# FUENTE
::::::::::

Capítulo 1 Cuando la Olivetti era un toro
Hemingway dijo en una ocasión que su psicoanalista era su máquina de escribir. Sin embargo, este ingenio es hoy una reliquia que solo podemos encontrar en los anticuarios. En el 2007, la Fundació Caixa Girona llevó a cabo una exposición sobre la máquina de escribir, titulada Eina de treball i peça de museu (Herramienta de trabajo y pieza de museo), que resistió poco más de un siglo desde que Remington & Son –productores de armas– fabricaron un modelo para la industria en 1881. El éxito fue fulgurante: en cinco años había 60.000 mecanógrafos en Estados Unidos.
Cuando comencé a ejercer de periodista en El Ciero, en las postrimerías del franquismo, eran las ruidosas protagonistas de las redacciones. Hoy no existen ni como elemento decorativo. Una redacción es un lugar de aire limpio, silencioso, sin papeles. Entonces el humo nublaba los ojos, el tecleo de las máquinas de escribir (y de los teletipos) martilleaba el cerebro y las montañas de libros y diarios impedían ver a quien tenías delante. Se escribía en cuartillas amarillentas, donde se pegaban las noticias de agencia mediante una cola viscosa con la que el bedel llenaba los tarros de cristal de Danone diariamente. Una vez corregidos, los textos pasaban a manos de los linotipistas, que repicaban todo lo que les llegaba en papel de la redacción para convertirlo en plomo en el taller. Debajo del asiento de los linotipistas había siempre botellines de leche para contrarrestar los efectos tóxicos de la inhalación de los gases del plomo sometido a altas temperaturas.
El Ciero era el apócope de El Noticiero Universal, un diario nacido con la Exposición Universal de 1888 y que acabó desapareciendo con la democracia. Era, además, vespertino, aunque se distribuía cuando la gente iba a comer a casa. Lo primero que descubrí como becario fue que en aquella redacción se toreaba. Resultaba que el jefe de compaginación, José Domínguez, hacía apuntes del natural a pluma de las corridas de toros en la Monumental y en las Arenas, que después ilustraban las críticas taurinas. Era un gran aficionado a los toros, tanto como Ángel Elías, el subdirector, un hombre enjuto a quien se le había pasado la edad de la jubilación y que los domingos acostumbraba a acompañarlo a la plaza de toros.

::::::::::

# ENTRADAS PROPORCIONADAS

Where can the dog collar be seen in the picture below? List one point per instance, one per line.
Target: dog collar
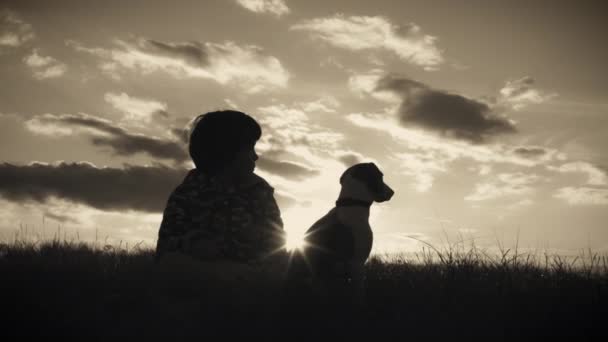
(344, 202)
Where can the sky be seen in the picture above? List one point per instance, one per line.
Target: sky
(488, 119)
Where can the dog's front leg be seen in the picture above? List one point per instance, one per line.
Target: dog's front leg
(357, 285)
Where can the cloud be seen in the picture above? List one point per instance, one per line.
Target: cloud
(288, 126)
(596, 175)
(60, 218)
(327, 104)
(141, 188)
(103, 132)
(14, 32)
(451, 115)
(136, 110)
(44, 67)
(506, 184)
(286, 169)
(276, 7)
(349, 158)
(422, 166)
(520, 93)
(421, 140)
(583, 195)
(359, 33)
(243, 66)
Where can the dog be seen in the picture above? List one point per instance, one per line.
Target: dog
(337, 246)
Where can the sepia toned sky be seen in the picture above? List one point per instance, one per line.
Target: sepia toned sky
(488, 119)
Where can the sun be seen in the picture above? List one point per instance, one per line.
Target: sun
(294, 241)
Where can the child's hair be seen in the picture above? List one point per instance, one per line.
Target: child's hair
(216, 137)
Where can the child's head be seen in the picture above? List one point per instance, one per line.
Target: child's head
(221, 139)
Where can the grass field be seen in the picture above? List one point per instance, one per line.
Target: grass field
(72, 289)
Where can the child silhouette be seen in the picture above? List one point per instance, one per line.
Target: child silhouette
(222, 210)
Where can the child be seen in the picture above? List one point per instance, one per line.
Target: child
(222, 210)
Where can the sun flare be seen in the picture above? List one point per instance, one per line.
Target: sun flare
(294, 241)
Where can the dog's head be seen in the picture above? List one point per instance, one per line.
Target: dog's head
(369, 179)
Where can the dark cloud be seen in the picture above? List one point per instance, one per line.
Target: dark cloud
(349, 159)
(285, 169)
(131, 144)
(119, 139)
(60, 218)
(181, 133)
(141, 188)
(192, 53)
(530, 152)
(131, 188)
(284, 201)
(451, 115)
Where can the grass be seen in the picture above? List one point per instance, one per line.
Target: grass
(74, 289)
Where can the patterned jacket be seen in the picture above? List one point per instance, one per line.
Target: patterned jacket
(208, 219)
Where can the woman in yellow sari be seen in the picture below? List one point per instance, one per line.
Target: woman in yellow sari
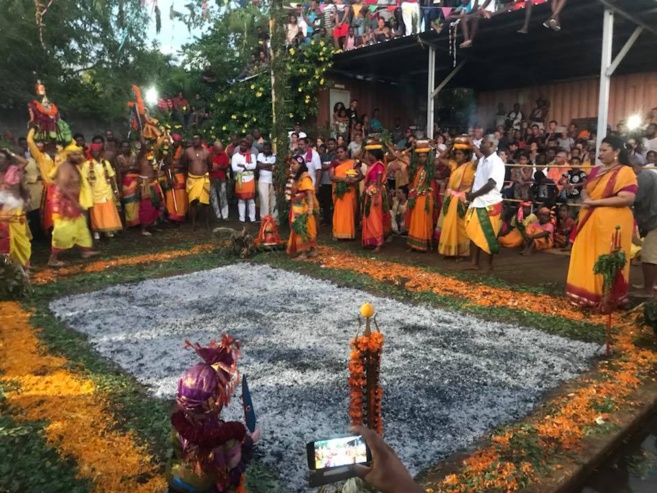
(303, 207)
(376, 212)
(421, 198)
(607, 196)
(345, 176)
(454, 241)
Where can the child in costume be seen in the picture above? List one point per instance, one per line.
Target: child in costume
(209, 455)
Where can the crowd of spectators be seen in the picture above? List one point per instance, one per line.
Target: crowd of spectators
(351, 24)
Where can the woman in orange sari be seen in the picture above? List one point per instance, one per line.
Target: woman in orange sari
(345, 175)
(303, 207)
(607, 196)
(454, 241)
(421, 200)
(376, 212)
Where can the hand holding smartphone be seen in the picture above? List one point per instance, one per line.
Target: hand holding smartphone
(337, 452)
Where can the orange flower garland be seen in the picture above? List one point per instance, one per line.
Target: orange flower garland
(365, 392)
(50, 275)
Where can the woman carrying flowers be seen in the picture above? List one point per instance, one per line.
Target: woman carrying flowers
(454, 241)
(420, 198)
(345, 175)
(303, 207)
(376, 213)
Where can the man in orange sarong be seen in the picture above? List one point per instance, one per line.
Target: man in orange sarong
(377, 223)
(607, 197)
(453, 240)
(421, 199)
(47, 161)
(345, 174)
(197, 159)
(483, 219)
(127, 165)
(101, 176)
(175, 197)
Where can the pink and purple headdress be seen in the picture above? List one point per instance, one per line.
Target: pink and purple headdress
(207, 387)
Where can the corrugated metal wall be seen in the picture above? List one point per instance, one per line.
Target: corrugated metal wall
(630, 94)
(391, 100)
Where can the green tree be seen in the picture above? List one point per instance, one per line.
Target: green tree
(92, 52)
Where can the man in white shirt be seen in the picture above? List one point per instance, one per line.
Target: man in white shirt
(483, 220)
(243, 165)
(266, 160)
(313, 161)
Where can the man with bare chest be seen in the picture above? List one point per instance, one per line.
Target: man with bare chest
(198, 161)
(70, 225)
(126, 162)
(151, 196)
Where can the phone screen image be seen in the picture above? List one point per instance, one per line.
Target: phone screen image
(337, 452)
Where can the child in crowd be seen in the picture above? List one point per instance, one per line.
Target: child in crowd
(511, 234)
(574, 180)
(544, 191)
(398, 213)
(539, 235)
(565, 225)
(522, 178)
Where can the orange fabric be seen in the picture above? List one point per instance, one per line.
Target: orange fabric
(376, 221)
(595, 228)
(344, 208)
(420, 230)
(454, 240)
(303, 193)
(541, 243)
(105, 218)
(177, 209)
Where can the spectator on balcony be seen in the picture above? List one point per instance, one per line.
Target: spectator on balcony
(382, 32)
(539, 114)
(329, 17)
(514, 118)
(292, 30)
(350, 42)
(410, 11)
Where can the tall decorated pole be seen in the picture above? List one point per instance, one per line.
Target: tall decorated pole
(365, 392)
(279, 92)
(610, 266)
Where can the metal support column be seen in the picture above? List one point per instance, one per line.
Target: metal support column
(431, 82)
(605, 77)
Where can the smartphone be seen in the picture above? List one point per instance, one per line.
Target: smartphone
(336, 452)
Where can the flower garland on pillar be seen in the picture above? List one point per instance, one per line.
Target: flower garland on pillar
(365, 392)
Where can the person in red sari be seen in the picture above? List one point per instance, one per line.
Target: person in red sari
(376, 211)
(607, 197)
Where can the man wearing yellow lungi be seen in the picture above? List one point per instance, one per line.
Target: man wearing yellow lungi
(14, 231)
(70, 225)
(198, 161)
(104, 215)
(243, 165)
(483, 219)
(47, 161)
(127, 164)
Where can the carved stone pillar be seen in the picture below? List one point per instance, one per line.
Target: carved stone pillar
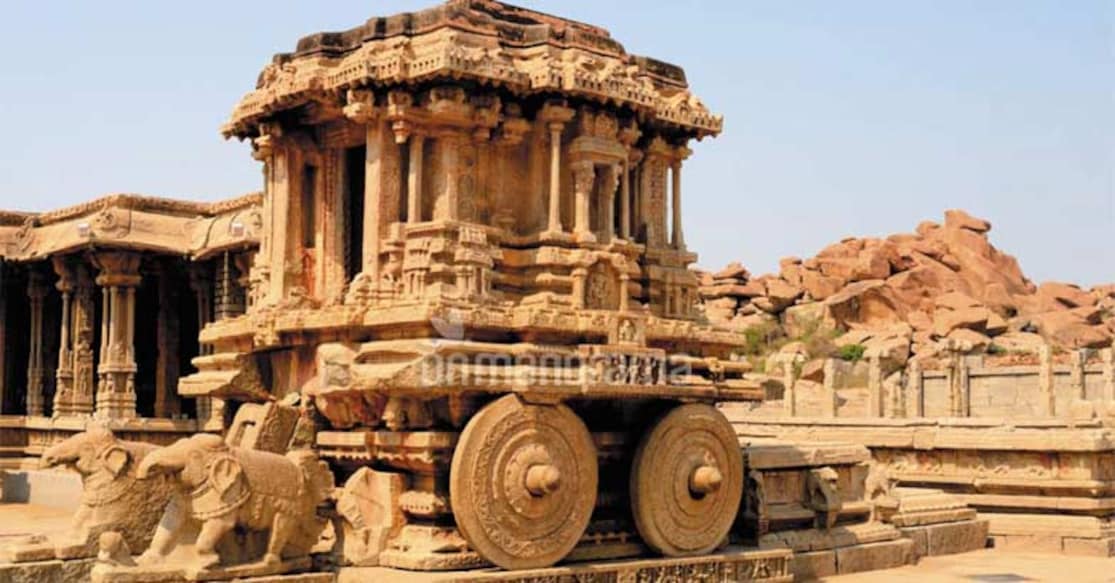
(37, 293)
(447, 205)
(414, 178)
(553, 221)
(3, 332)
(677, 239)
(555, 116)
(201, 282)
(629, 135)
(118, 279)
(1108, 371)
(167, 366)
(230, 302)
(584, 175)
(652, 192)
(76, 368)
(611, 185)
(64, 386)
(1047, 397)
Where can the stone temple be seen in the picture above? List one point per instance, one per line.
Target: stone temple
(455, 337)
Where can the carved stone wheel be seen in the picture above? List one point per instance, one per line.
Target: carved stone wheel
(687, 479)
(523, 483)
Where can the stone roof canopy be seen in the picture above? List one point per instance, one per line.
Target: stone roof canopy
(485, 41)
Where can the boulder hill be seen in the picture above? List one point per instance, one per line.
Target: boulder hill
(917, 293)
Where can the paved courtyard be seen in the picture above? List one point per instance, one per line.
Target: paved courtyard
(981, 566)
(994, 566)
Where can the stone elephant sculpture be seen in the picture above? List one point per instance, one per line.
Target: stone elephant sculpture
(112, 496)
(224, 487)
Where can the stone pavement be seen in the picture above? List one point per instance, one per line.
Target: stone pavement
(994, 566)
(979, 566)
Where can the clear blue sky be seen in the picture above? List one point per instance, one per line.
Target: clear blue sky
(842, 118)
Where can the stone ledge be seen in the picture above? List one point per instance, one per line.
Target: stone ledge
(764, 566)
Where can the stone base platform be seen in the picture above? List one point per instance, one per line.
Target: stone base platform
(731, 565)
(1070, 535)
(938, 523)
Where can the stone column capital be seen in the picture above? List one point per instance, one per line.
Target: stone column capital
(117, 268)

::::::::::

# CONSIGNA 1
Según el fragmento sobre la máquina de escribir, ¿de qué nombre era apócope El Ciero?
# CONSIGNA 2
Cita textualmente del fragmento sobre la máquina de escribir el pasaje que arranca con las palabras que contienen "El Ciero era" y concluye con "plaza de toros.".
# CONSIGNA 3
Convierte en una lista breve el párrafo del fragmento sobre la máquina de escribir que comienza con "El Ciero era el apócope", conservando sus datos principales.

# RESPUESTA 1
De El Noticiero Universal.

# RESPUESTA 2
El Ciero era el apócope de El Noticiero Universal, un diario nacido con la Exposición Universal de 1888 y que acabó desapareciendo con la democracia. Era, además, vespertino, aunque se distribuía cuando la gente iba a comer a casa. Lo primero que descubrí como becario fue que en aquella redacción se toreaba. Resultaba que el jefe de compaginación, José Domínguez, hacía apuntes del natural a pluma de las corridas de toros en la Monumental y en las Arenas, que después ilustraban las críticas taurinas. Era un gran aficionado a los toros, tanto como Ángel Elías, el subdirector, un hombre enjuto a quien se le había pasado la edad de la jubilación y que los domingos acostumbraba a acompañarlo a la plaza de toros.

# RESPUESTA 3
- El Ciero era el apócope de El Noticiero Universal, un diario nacido con la Exposición Universal de 1888 que desapareció con la democracia.
- Era vespertino, aunque se distribuía cuando la gente iba a comer a casa.
- En aquella redacción se toreaba.
- José Domínguez, jefe de compaginación, hacía apuntes del natural a pluma de las corridas en la Monumental y en las Arenas, que luego ilustraban las críticas taurinas.
- Domínguez era un gran aficionado a los toros, igual que el subdirector Ángel Elías, un hombre enjuto que ya había pasado la edad de jubilación y que solía acompañarlo los domingos a la plaza de toros.